§ **Extract to read**
"""
12 Reasons Why Your Church Doesn’t Produce Spiritual Growth

MoveSeveral weeks ago I read Move: What 1,000 Churches Reveal about Spiritual Growth by Greg Hawkins and Cally Parkinson. Greg is the executive pastor at Willow Creek Community Church. Cally is Willow’s director of communication services. The book is based on their research of over 1,000 churches. It takes a hard look at spiritual formation in our churches with a focus on best-practice ministries.

This book is by far the book that has most challenged my thinking regarding spiritual formation in the church. My Kindle version has highlights throughout. This morning I went through all those highlights and tried to narrow them down to the twelve that I found most challenging to current church practices. Unfortunately, these statements only provide a snippet of the findings and best practices outlined in the book.

12 Reasons Why Your Church Doesn’t Produce Spiritual Growth

  1. You focus more on Bible teaching than Bible engagement. – “We learned that the most effective strategy for moving people forward in their journey of faith is biblical engagement. Not just getting people into the Bible when they’re in church—which we do quite well—but helping them engage the Bible on their own outside of church.”
  2. You haven’t developed a pathway of focused first steps. – “Instead of offering up a wide-ranging menu of ministry opportunities to newcomers, best-practice churches promote and provide a high-impact, nonnegotiable pathway of focused first steps—a pathway designed specifically to jumpstart a spiritual experience that gets people moving toward a Christ-centered life.”
  3. You’re more concerned about activity than growth. – “Increased church activity does not lead to spiritual growth.”
  4. You haven’t clarified the church’s role. – “Because—whether inadvertently or intentionally—these churches have communicated to their people that, no matter where they are on their spiritual journey, the role of the church is to be their central source of spiritual expertise and experience. As a result, even as people mature in their beliefs and embrace personal spiritual practices as part of their daily routines, their expectation is that it will be the church, not their own initiative, that will feed their spiritual hunger.”
  5. You’re focused more on small groups than serving. – “Serving experiences appear to be even more significant to spiritual development than organized small groups.”
  6. You’re not challenging people to reflect on Scripture – “If they could do only one thing to help people at all levels of spiritual maturity grow in their relationship with Christ, their choice would be equally clear. They would inspire, encourage, and equip their people to read the Bible—specifically, to reflect on Scripture for meaning in their lives.”
  7. You’re unwilling to admit that more is not better. – “Based on findings from the most effective churches, however, this ‘more is better’ way of thinking is not the best route for people who are new to a church, and it is particularly unsuitable for people who are taking their first steps to explore the Christian faith… Instead of offering a ministry buffet with multiple tempting choices of activities and studies, these churches make one singular pathway a virtual prerequisite for membership and full engagement with the church.”
"""
§ **Tasks to perform**
- 1) Write out the passage of the church spiritual-growth post word for word, starting with "This book is" and going on through "in the book.".
- 2) Pick up the church spiritual-growth post after its final sentence and keep writing it.

§ **Recorded information**
"""
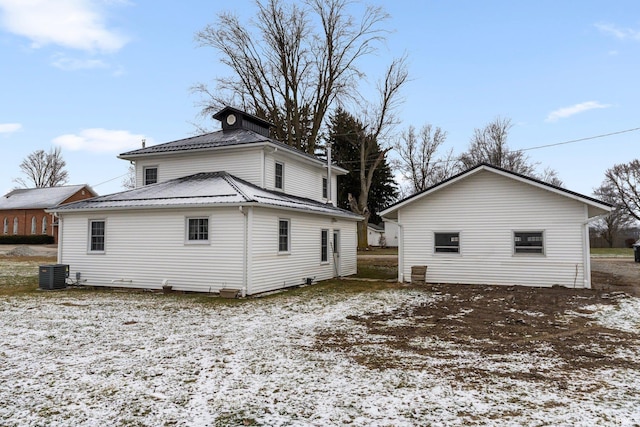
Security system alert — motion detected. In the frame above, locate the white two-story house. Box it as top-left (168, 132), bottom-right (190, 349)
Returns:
top-left (52, 107), bottom-right (361, 295)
"""
§ **Set of answers**
- 1)
This book is by far the book that has most challenged my thinking regarding spiritual formation in the church. My Kindle version has highlights throughout. This morning I went through all those highlights and tried to narrow them down to the twelve that I found most challenging to current church practices. Unfortunately, these statements only provide a snippet of the findings and best practices outlined in the book.

- 2)
  8. You haven’t raised the bar. – “Too many churches are satisfied to have congregations filled with people who say they ‘belong’ to their church—who attend faithfully and are willing to serve or make a donation now and then. But that belonging bar is not high enough; simply belonging doesn’t get the job done for Jesus.”
  9. You’ve created a church staff dependency. – “Taking too much responsibility for others’ spiritual growth fostered an unhealthy dependence of congregants on the church staff.”
  10. You believe that small groups are the solution to spiritual formation. - “Based on the churches we have studied, including our own, there is no evidence that getting 100 percent of a congregation into small groups is an effective spiritual formation strategy.”
  11. You focus on what people should do rather than who people should become. – “Unfortunately, churches often make things harder still by obscuring the goal—to become more like Christ—with a complicated assortment of activities. For instance, encouraging people to: Attend teaching and worship services every week. Meet frequently with small community and Bible study groups (often requiring follow-up communications and homework). Serve the church a couple times a month. Serve those who are underresourced on a regular basis. Invite friends, coworkers, and family to church, special events, support groups, etc. When the church incessantly promotes all the things people should do, it’s very easy for them to lose sight of the real goal—which is who they should become.”
  12. You aren’t helping people surrender their lives to Jesus. – “Spiritual growth is not driven or determined by activities; it is defined by a growing relationship with Christ. So the goal is not to launch people into an assortment of ministry activities; it is to launch them on a quest to embrace and surrender their lives to Jesus.”

Here’s my Amazon link if you’d like to read the book. I strongly encourage you to do that and wrestle through what you read with your ministry leadership team. If you are honest with yourselves, this book will shift the way you do ministry in your church.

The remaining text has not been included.